Exercise
Could you retype the schema notes below, word for word, everything from "When Snowplow loads" down to "example_table (id, DATA)"?

--- BEGIN Excerpted passage ---

Candivore: POC + Path Forward

Snowplow's Schema

Snowplow is a state-of-the-art data collection platform which advocates for self-describing-objects. This means that events (rows) that travel through Snowplow's pipeline have a highly nested and hierarchical structure:

{
  "event": "user_transaction",
  "time": 1730592005,
  "APP_ID": "Match-Masters",
  "EVENT_VENDOR": "io.candivore",
  "COLLECTOR_TSTAMP": "2024-11-03T00:00:08",
  "CONTEXTS_COM_IAB_SNOWPLOW_SPIDERS_AND_ROBOTS_1": [
    {
      "_schema_version": "1-0-0",
      "category": "SPIDER_OR_ROBOT",
      "primaryImpact": "UNKNOWN",
      "reason": "FAILED_UA_INCLUDE",
      "spiderOrRobot": true
    }
  ],  "CONTEXTS_COM_SNOWPLOWANALYTICS_SNOWPLOW_UA_PARSER_CONTEXT_1": [
    {
      "_schema_version": "1-0-0",
      "deviceFamily": "Other",
     //etc...
    }
  ],
  "CONTEXTS_IO_CANDIVORE_USER_BASE_STATS_1": [
    {
      "LT_matches_played_cnt": 14422,
      "LT_matches_won_cnt": 6766,
      "LT_purchases_amt": 1,
    //etc...
    }
  ],
  "CONTEXTS_NL_BASJES_YAUAA_CONTEXT_1": [
    {
      "_schema_version": "1-0-4",
      "agentClass": "Hacker",
     //etc...
    }
  ], 
  "UNSTRUCT_EVENT_IO_CANDIVORE_USER_TRANSACTION_1": {
    "is_coin_paid": false,
    "is_received_resource": false,
  //etc...
  },
  "VALUE": {
    "LT_matches_played_cnt": 14422,
  //etc...
  }
}

This is a good thing for data collection; this is a challenge for data analysis.

Snowflake's Schema

When Snowplow loads data into Snowflake (via RDB Loader), it uses the OBJECT or ARRAY generic snowflake types which (importantly) do not schematize nested fields:

CREATE OR REPLACE TABLE example_table (id int, DATA OBJECT);

INSERT INTO example_table (id, DATA)
VALUES (1, Object_construct('name', 'Alice', 'age', 30, 'skills', Array_construct('SQL', 'Python'))) ,
       (2, Object_construct('name', 'Bob', 'age', 25, 'skills', Array_construct('Java', 'Scala'))) ,
       (3, Object_construct('name', 'Carol', 'age', 35, 'skills', Array_construct('R', 'Tableau')));

So when you query the table:

SELECT *
FROM example_table
WHERE DATA:age > 30;

yields a semi-structured result:

id	data
3	{"name": "Carol", "age": 35, "skills": ["R", "Tableau"]}`

You Snowflake can flatten using different scalar functions:

SELECT id,
       skill.value AS skill
FROM example_table,
     LATERAL FLATTEN(INPUT => DATA:skills) AS skill;

yields:

id	skill
1	SQL
1	Python
2	Java
2	Scala
3	R
3	Tableau

But actually, most of the time we just want to use the : operator (path notation for object retrieval) to create a (simple) relational table:

SELECT id,
       DATA:name AS name,
            DATA:age AS age
FROM example_table;

yields:

id	name	age
1	Alice	30
2	Bob	25
3	Carol	35

Mixpanel's Schema

When Mixpanel loads data from Snowflake (via warehouse connectors), Mixpanel assumes the table is denormalized, and important analysis dimensions are top level columns.

--- END Excerpted passage ---
--- BEGIN Dataset ---

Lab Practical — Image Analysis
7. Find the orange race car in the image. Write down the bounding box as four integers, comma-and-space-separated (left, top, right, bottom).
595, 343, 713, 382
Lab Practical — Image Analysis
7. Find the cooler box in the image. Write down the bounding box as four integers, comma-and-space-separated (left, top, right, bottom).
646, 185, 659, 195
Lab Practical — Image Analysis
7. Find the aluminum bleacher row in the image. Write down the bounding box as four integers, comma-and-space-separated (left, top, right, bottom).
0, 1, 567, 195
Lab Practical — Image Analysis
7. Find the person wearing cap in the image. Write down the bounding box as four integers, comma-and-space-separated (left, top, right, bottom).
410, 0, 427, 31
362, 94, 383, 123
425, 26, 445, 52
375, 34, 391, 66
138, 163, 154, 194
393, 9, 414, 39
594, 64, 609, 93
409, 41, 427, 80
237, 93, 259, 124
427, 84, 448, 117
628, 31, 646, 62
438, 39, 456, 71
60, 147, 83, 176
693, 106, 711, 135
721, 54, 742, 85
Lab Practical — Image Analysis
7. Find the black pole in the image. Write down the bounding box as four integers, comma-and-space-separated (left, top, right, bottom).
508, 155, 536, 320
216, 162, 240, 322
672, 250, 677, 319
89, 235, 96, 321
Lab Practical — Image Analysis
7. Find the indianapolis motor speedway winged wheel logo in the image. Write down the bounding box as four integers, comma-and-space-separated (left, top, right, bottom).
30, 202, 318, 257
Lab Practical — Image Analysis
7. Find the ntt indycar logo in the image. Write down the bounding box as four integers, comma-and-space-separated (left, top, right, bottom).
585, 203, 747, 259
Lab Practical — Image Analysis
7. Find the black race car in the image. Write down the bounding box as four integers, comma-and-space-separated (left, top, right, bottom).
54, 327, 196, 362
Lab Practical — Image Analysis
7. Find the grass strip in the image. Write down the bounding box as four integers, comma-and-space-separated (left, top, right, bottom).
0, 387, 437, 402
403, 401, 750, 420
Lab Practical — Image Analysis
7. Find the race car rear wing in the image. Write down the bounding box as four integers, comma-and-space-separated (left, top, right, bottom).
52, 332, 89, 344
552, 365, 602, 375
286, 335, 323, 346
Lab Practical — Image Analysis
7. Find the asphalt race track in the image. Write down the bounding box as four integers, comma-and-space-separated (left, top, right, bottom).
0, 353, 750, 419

--- END Dataset ---

Result
When Snowplow loads data into Snowflake (via RDB Loader), it uses the OBJECT or ARRAY generic snowflake types which (importantly) do not schematize nested fields:

CREATE OR REPLACE TABLE example_table (id int, DATA OBJECT);

INSERT INTO example_table (id, DATA)